Rewrite all the lines of the items below as a numbered list, with no blank lines and without the pictures.

#####

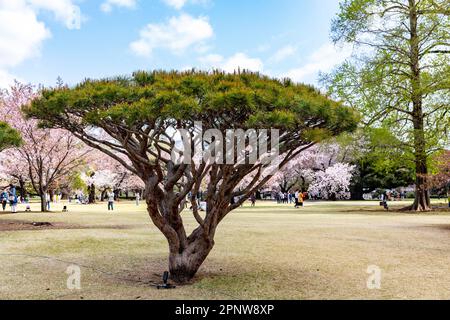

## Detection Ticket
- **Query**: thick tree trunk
[19,179,27,199]
[88,184,95,204]
[169,238,213,284]
[409,0,431,211]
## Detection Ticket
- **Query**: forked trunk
[88,184,95,204]
[40,193,47,212]
[169,238,214,284]
[412,155,432,212]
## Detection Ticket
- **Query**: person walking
[108,191,115,211]
[1,190,8,211]
[136,192,141,207]
[298,192,305,207]
[294,190,300,208]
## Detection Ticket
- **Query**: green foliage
[0,122,22,151]
[24,71,358,144]
[68,172,87,192]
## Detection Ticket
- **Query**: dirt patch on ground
[0,219,142,231]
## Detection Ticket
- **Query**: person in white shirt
[136,192,141,207]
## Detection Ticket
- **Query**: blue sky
[0,0,349,86]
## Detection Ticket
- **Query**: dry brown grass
[0,203,450,299]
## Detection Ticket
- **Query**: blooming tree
[308,163,355,200]
[0,82,90,211]
[81,150,144,203]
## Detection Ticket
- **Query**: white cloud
[100,0,137,13]
[130,14,214,57]
[164,0,187,10]
[199,52,264,72]
[0,0,81,86]
[269,45,297,63]
[284,43,352,83]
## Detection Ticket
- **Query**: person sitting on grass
[250,194,256,207]
[108,191,115,211]
[298,192,305,207]
[294,190,300,209]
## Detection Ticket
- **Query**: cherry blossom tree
[82,150,144,203]
[0,82,90,211]
[266,143,347,193]
[308,163,356,200]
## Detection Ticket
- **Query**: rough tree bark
[409,0,432,211]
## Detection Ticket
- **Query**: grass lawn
[0,202,450,299]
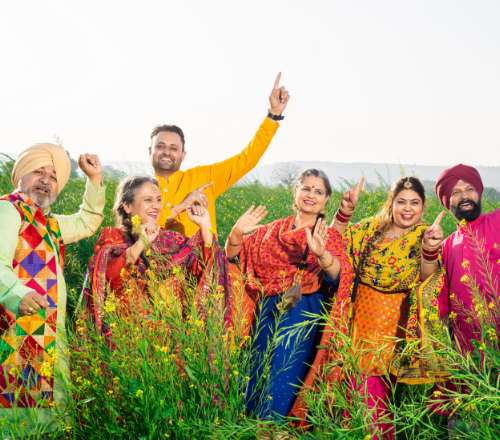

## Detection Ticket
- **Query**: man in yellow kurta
[0,144,105,438]
[149,74,289,237]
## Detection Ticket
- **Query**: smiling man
[435,164,500,353]
[0,144,105,438]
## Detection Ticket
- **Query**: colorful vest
[0,193,64,408]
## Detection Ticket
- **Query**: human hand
[78,154,102,184]
[269,72,290,116]
[422,211,446,252]
[340,177,365,216]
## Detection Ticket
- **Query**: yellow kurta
[157,118,279,237]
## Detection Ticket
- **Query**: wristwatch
[267,112,285,121]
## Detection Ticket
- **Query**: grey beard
[451,200,481,222]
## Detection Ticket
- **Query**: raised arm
[208,73,290,197]
[54,154,105,244]
[330,177,365,234]
[420,211,446,280]
[306,219,340,279]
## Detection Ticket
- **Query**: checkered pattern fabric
[0,192,64,408]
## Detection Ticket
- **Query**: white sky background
[0,0,500,167]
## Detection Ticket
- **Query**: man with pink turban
[0,144,105,436]
[435,164,500,353]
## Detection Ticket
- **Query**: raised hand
[233,205,267,236]
[340,177,365,215]
[178,182,213,212]
[19,291,49,315]
[187,205,212,230]
[306,219,328,258]
[269,72,290,115]
[140,222,160,244]
[78,154,102,183]
[422,211,446,251]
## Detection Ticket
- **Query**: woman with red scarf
[226,169,352,419]
[84,177,230,337]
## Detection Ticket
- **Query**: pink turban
[12,144,71,194]
[435,164,483,209]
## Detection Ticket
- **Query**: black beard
[450,199,481,222]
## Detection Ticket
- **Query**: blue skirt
[246,291,325,420]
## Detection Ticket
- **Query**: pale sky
[0,0,500,167]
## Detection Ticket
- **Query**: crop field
[0,162,500,440]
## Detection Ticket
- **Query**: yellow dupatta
[344,217,448,384]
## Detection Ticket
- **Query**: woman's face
[392,189,424,229]
[124,182,161,223]
[294,176,328,214]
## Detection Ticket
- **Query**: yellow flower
[104,300,116,313]
[486,328,497,342]
[130,214,142,229]
[40,362,52,378]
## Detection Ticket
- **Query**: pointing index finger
[196,182,214,191]
[431,211,446,227]
[273,72,281,89]
[356,176,365,194]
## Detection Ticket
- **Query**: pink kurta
[439,209,500,352]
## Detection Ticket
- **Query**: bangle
[422,248,441,261]
[335,209,352,223]
[267,111,285,121]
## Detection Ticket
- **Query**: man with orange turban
[0,144,105,435]
[435,164,500,353]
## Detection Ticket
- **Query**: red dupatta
[83,228,231,337]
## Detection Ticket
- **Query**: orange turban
[12,144,71,194]
[435,164,483,209]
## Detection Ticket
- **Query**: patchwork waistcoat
[0,192,64,408]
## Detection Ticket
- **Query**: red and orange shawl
[83,227,231,338]
[239,216,354,419]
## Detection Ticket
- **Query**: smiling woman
[84,177,230,338]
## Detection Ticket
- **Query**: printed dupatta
[345,218,448,384]
[0,192,64,408]
[82,228,232,340]
[239,216,352,301]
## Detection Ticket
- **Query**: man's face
[149,131,186,175]
[19,165,58,209]
[450,180,481,222]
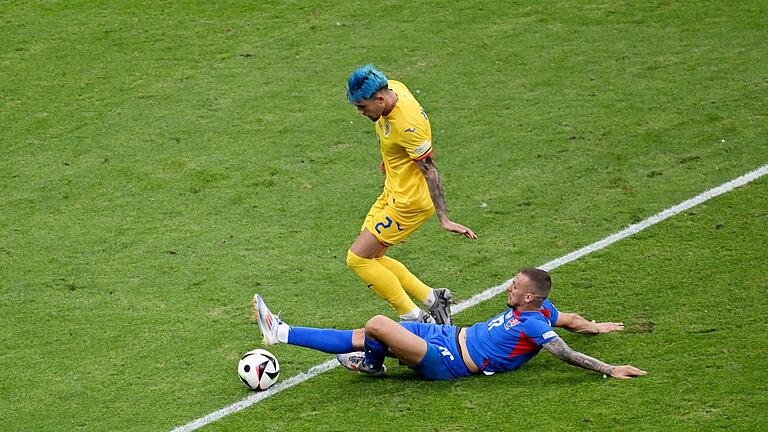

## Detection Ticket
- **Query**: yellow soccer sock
[376,256,432,303]
[347,250,416,315]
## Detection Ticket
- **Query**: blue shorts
[400,322,472,381]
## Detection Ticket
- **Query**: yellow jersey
[375,80,434,213]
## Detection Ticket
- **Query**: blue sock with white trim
[364,336,389,370]
[288,326,355,354]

#####

Final answer>
1. ## Detection Ticket
2. - **Query**: thick tree trunk
3. [19,179,27,199]
4. [88,184,95,204]
5. [169,238,213,284]
6. [409,0,431,211]
7. ## Detection Ticket
8. - **Query**: forked trunk
9. [88,184,95,204]
10. [40,193,47,212]
11. [169,238,214,284]
12. [412,155,432,212]
13. ## Detection Ticket
14. - **Query**: person walking
15. [108,191,115,211]
16. [1,190,8,211]
17. [136,192,141,207]
18. [298,192,305,207]
19. [294,190,300,208]
20. ## Detection Ticket
21. - **Query**: green foliage
22. [0,122,22,151]
23. [24,71,358,144]
24. [68,172,87,192]
25. ## Detection Ticket
26. - **Query**: dirt patch on ground
27. [0,219,142,231]
28. ## Detection Ticket
29. - **Query**: person in white shirt
30. [136,192,141,207]
31. ## Detection Ticket
32. - **Query**: blue sky
33. [0,0,349,86]
34. ## Detection Ticket
35. - **Query**: dry brown grass
36. [0,203,450,299]
37. ## Detection Ticket
38. - **Query**: blooming tree
39. [308,163,355,200]
40. [0,82,90,211]
41. [81,150,144,203]
42. ## Detection Ticket
43. - **Query**: white cloud
44. [100,0,137,13]
45. [130,14,214,57]
46. [164,0,187,10]
47. [199,52,264,72]
48. [0,0,81,86]
49. [269,45,297,63]
50. [284,43,352,83]
51. ## Detection Ticket
52. - **Query**: person sitting on grass
53. [250,194,256,207]
54. [108,191,115,211]
55. [298,192,305,207]
56. [294,190,300,209]
57. ## Detection Ticket
58. - **Query**: cherry blossom tree
59. [82,150,144,203]
60. [0,82,90,211]
61. [266,143,347,193]
62. [308,163,356,200]
63. ## Detection Ticket
64. - **Query**: rough tree bark
65. [409,0,432,211]
66. ## Detection Ticket
67. - **Query**: grass lawn
68. [0,202,450,299]
69. ## Detection Ticket
70. - **Query**: man in yellow kurta
71. [0,144,105,438]
72. [149,74,289,237]
73. ## Detection Ticket
74. - **Query**: smiling man
75. [435,164,500,353]
76. [0,144,105,438]
77. ## Detection Ticket
78. - **Query**: colorful vest
79. [0,193,64,408]
80. ## Detection Ticket
81. - **Query**: human hand
82. [78,154,102,184]
83. [269,72,290,116]
84. [422,211,446,252]
85. [340,177,365,216]
86. ## Detection Ticket
87. - **Query**: yellow kurta
88. [157,118,279,237]
89. ## Detection Ticket
90. - **Query**: wristwatch
91. [267,112,285,121]
92. ## Detection Ticket
93. - **Query**: grey beard
94. [451,200,481,222]
95. ## Detection Ticket
96. - **Query**: raised arm
97. [208,73,290,197]
98. [54,154,105,244]
99. [330,177,365,234]
100. [420,211,446,280]
101. [306,219,340,279]
102. ## Detection Ticket
103. - **Query**: checkered pattern fabric
104. [0,192,64,408]
105. ## Detection Ticket
106. - **Query**: white sky background
107. [0,0,500,167]
108. ## Detection Ticket
109. - **Query**: man with pink turban
110. [0,144,105,436]
111. [435,164,500,353]
112. ## Detection Ticket
113. - **Query**: raised hand
114. [233,205,267,236]
115. [340,177,365,215]
116. [178,182,213,212]
117. [19,291,49,315]
118. [187,205,212,230]
119. [306,219,328,258]
120. [269,72,290,115]
121. [140,222,160,244]
122. [78,154,102,183]
123. [422,211,446,251]
124. ## Detection Ticket
125. - **Query**: woman with red scarf
126. [226,169,352,419]
127. [84,177,230,337]
128. ## Detection Ticket
129. - **Query**: pink turban
130. [12,144,71,194]
131. [435,164,483,209]
132. ## Detection Ticket
133. - **Query**: black beard
134. [450,199,481,222]
135. ## Detection Ticket
136. - **Query**: blue skirt
137. [246,291,325,420]
138. ## Detection Ticket
139. - **Query**: pale sky
140. [0,0,500,167]
141. ## Detection Ticket
142. - **Query**: crop field
143. [0,162,500,440]
144. ## Detection Ticket
145. - **Query**: yellow dupatta
146. [344,217,448,384]
147. ## Detection Ticket
148. - **Query**: woman's face
149. [392,189,424,229]
150. [124,182,161,223]
151. [294,176,328,214]
152. ## Detection Ticket
153. - **Query**: yellow flower
154. [104,300,116,313]
155. [486,328,497,342]
156. [130,214,142,229]
157. [40,362,52,378]
158. ## Detection Ticket
159. - **Query**: pointing index finger
160. [196,182,214,191]
161. [431,211,446,227]
162. [273,72,281,89]
163. [356,176,365,194]
164. ## Detection Ticket
165. - **Query**: pink kurta
166. [439,209,500,352]
167. ## Detection Ticket
168. - **Query**: bangle
169. [422,248,441,261]
170. [335,209,352,223]
171. [267,111,285,121]
172. ## Detection Ticket
173. - **Query**: man with orange turban
174. [0,144,105,435]
175. [435,164,500,353]
176. ## Detection Ticket
177. - **Query**: red dupatta
178. [83,228,231,337]
179. ## Detection Ticket
180. - **Query**: orange turban
181. [12,144,71,194]
182. [435,164,483,209]
183. ## Detection Ticket
184. - **Query**: patchwork waistcoat
185. [0,192,64,408]
186. ## Detection Ticket
187. - **Query**: red and orange shawl
188. [83,227,231,338]
189. [239,216,354,419]
190. ## Detection Ticket
191. - **Query**: smiling woman
192. [84,177,230,338]
193. ## Detection Ticket
194. - **Query**: printed dupatta
195. [345,218,448,384]
196. [0,192,64,408]
197. [82,228,232,340]
198. [239,216,352,301]
199. ## Detection Ticket
200. - **Query**: man's face
201. [149,131,186,175]
202. [19,165,58,209]
203. [450,180,481,222]
204. ## Detection Ticket
205. - **Query**: yellow soccer sock
206. [376,256,432,303]
207. [347,250,416,315]
208. ## Detection Ticket
209. - **Query**: blue shorts
210. [400,322,472,381]
211. ## Detection Ticket
212. - **Query**: yellow jersey
213. [375,80,434,213]
214. ## Detection Ticket
215. - **Query**: blue sock with white trim
216. [364,336,389,370]
217. [288,326,355,354]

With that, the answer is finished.